I continue to work on staying present in my life and in my art. This sometimes makes it challenging to take a moment and write about what all is going on. Living in the moment is one thing. Writing about living in the moment sort of skews time a bit and takes one out of the moment. That said, Life (with a capital "L") continues to be about not slipping into despair or neurosis in the wake of my husbands death. This is below the surface of what I present to the world most of the time. Most of the time, I simply look busy, or relaxed, or greiving, or I don't know, "Ok." At least that's what I hear. Within there are thunderstorms and whipping winds and torrential rains and waves crashing against rocks and washing away sands. And in the center of it all is the tiny house of me. Wondering and waiting. Hatches battened. Keeping up with the leaks as fast as I can. Dancing to maintain every critical evidence of security if not stability.
There you are, here I am.
In the meantime, I do create art. It continues to be the best caulking to seal up the leaks, so to speak. It repairs me as nothing else can. But too, it also breaks me open. In any given moment, I cannot know which it will be. Repair or breaking open. Yet I do it. Why?
Simply put, I can't not. Making art is like breathing. And just because my ribs are bruised and my body feels wracked (and my world rocked) in the wake of my love's suicide, I cannot stop breathing. Infact, breathing is what will keep me alive, though it will hurt for a while and perhaps from time-to-time for the rest of my life.

******

_PROBLEM DETAILS_
In the essay on grief and making art, to what is the act of making art compared?

_SUPPLIED INFORMATION_
******

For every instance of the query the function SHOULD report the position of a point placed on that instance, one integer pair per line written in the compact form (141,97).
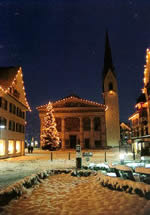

******

_SOLUTION TO THE PROBLEM_
Making art is compared to breathing.